▶ **Prompt 1**:
For each statement below, answer yes or no according to the description of the film Morning, and quote the words that decide it. (a) Alice is played by Jeanne Tripplehorn. (b) Mark shuts himself up at home. (c) The couple lives in a suburb of San Francisco.
▶ **Prompt 2**:
Using the description of the film Morning, answer these questions:
(a) At which festival will the trailer play?
(b) Who plays the old cleaning woman?
(c) Which two actors appear in cameos?

▶ **Selected text**:
The trailer for Morning which will play at the 2010 San Francisco Film Festival.

A married couple reels off into separate byways of grief after the death of their only child in this beautifully acted, carefully observed exploration of loss and endurance from actor-turned–writer/director Leland Orser. The title’s double entendre emerges obliquely from the ruptured routine of days in an affluent suburb of Los Angeles, where Mark (Orser) and Alice (Orser’s real-life wife, actress Jeanne Tripplehorn) awake in ungovernable anguish. Only slowly—in such delicate details as a kitchen counter laden with food—do we realize their largely mute and frantic suffering stems from a recent funeral for their small son, a tragedy too deep and too raw to mention aloud. In the days that follow—punctuated by the pre-dawn cross-town trek of an old cleaning woman (Gina Morelli) that gradually takes on the air of a silent vigil—we watch the deterioration of their psyches and daily lives as their marriage flies apart. In an achingly vulnerable, career-defining performance from Tripplehorn, Alice wanders wounded through a suddenly alien world of hotels and shopping malls; Mark, meanwhile, shuts himself up at home in unself-conscious reversion to the boyhood fatally snatched from his child. Orser corrals an expert supporting cast, including nicely tailored cameos from Laura Linney and Elliott Gould, while further expanding the range of emotional color in an unexpected strand of nervous humor. His nuanced direction grounds us simultaneously in a sense of fragility—accented by shimmering, color-saturated home-movie memories that flicker in and out like nodding daydreams—and the simple fortitude that comes with human compassion and the longed-for breaking of new promising dawns.

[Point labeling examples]
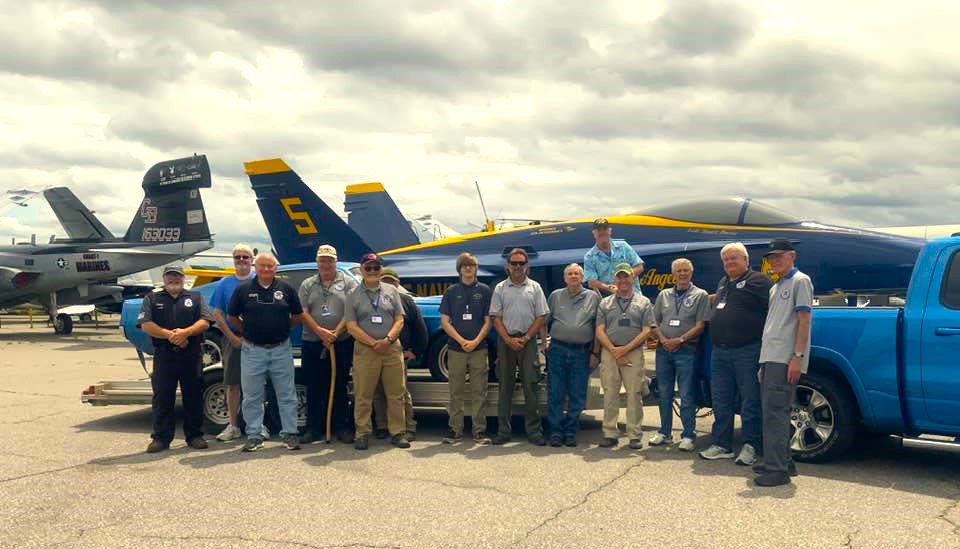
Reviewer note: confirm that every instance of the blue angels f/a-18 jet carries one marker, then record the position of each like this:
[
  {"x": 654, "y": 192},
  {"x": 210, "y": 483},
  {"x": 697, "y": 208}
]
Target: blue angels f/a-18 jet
[
  {"x": 169, "y": 224},
  {"x": 835, "y": 257}
]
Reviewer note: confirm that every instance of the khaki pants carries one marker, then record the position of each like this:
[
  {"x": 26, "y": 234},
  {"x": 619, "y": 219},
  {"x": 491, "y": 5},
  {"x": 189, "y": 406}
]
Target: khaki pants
[
  {"x": 632, "y": 378},
  {"x": 369, "y": 369},
  {"x": 474, "y": 363},
  {"x": 380, "y": 406}
]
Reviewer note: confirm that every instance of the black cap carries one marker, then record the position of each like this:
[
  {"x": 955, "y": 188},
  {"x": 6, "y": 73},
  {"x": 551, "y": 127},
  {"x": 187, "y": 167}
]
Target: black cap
[{"x": 779, "y": 246}]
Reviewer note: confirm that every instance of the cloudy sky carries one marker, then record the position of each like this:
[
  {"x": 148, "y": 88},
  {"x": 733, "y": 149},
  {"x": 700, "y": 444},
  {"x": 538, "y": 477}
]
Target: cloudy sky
[{"x": 845, "y": 112}]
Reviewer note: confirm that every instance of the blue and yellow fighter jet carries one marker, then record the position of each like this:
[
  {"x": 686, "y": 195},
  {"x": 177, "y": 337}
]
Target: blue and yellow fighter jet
[{"x": 836, "y": 258}]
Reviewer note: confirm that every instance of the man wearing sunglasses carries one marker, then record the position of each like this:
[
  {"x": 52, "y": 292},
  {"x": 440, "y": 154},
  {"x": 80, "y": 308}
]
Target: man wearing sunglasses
[
  {"x": 518, "y": 308},
  {"x": 230, "y": 342},
  {"x": 374, "y": 315}
]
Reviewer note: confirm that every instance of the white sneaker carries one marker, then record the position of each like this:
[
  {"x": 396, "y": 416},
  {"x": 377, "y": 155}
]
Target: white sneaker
[
  {"x": 660, "y": 439},
  {"x": 748, "y": 455},
  {"x": 230, "y": 432},
  {"x": 716, "y": 452}
]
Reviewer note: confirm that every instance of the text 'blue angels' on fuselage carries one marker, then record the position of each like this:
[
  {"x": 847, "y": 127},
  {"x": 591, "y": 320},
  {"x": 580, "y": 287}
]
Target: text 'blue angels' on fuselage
[
  {"x": 836, "y": 258},
  {"x": 169, "y": 224}
]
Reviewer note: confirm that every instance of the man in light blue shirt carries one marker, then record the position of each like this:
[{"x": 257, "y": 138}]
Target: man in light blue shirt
[{"x": 598, "y": 263}]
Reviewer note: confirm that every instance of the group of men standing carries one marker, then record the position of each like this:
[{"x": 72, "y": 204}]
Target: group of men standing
[{"x": 760, "y": 334}]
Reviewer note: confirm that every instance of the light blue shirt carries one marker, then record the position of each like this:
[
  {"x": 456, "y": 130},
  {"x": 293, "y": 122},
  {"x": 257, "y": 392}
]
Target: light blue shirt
[{"x": 598, "y": 265}]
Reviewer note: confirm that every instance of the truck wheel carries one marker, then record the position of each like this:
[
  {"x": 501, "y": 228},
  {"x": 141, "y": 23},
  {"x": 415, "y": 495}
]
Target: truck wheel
[
  {"x": 215, "y": 415},
  {"x": 63, "y": 324},
  {"x": 823, "y": 420}
]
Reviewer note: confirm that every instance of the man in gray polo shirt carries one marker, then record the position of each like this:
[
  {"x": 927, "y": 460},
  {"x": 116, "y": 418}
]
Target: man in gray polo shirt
[
  {"x": 624, "y": 322},
  {"x": 518, "y": 308},
  {"x": 784, "y": 356},
  {"x": 374, "y": 316},
  {"x": 572, "y": 321},
  {"x": 681, "y": 313}
]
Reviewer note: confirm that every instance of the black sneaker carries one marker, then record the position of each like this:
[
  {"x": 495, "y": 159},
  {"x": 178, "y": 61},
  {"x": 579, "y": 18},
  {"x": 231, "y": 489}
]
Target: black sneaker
[
  {"x": 501, "y": 439},
  {"x": 197, "y": 443},
  {"x": 452, "y": 437},
  {"x": 362, "y": 442},
  {"x": 252, "y": 445},
  {"x": 608, "y": 442},
  {"x": 292, "y": 442},
  {"x": 156, "y": 446}
]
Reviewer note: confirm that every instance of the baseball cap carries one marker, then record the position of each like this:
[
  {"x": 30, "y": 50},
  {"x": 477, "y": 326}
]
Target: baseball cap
[
  {"x": 370, "y": 258},
  {"x": 392, "y": 273},
  {"x": 326, "y": 250},
  {"x": 622, "y": 268},
  {"x": 779, "y": 246},
  {"x": 173, "y": 269}
]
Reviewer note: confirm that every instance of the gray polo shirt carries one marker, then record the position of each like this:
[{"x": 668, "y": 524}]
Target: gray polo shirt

▶ **Task answer 1**:
(a) Yes: "Alice (Orser’s real-life wife, actress Jeanne Tripplehorn)"
(b) Yes: "Mark, meanwhile, shuts himself up at home"
(c) No: "an affluent suburb of Los Angeles"

▶ **Task answer 2**:
(a) The 2010 San Francisco Film Festival
(b) Gina Morelli
(c) Laura Linney and Elliott Gould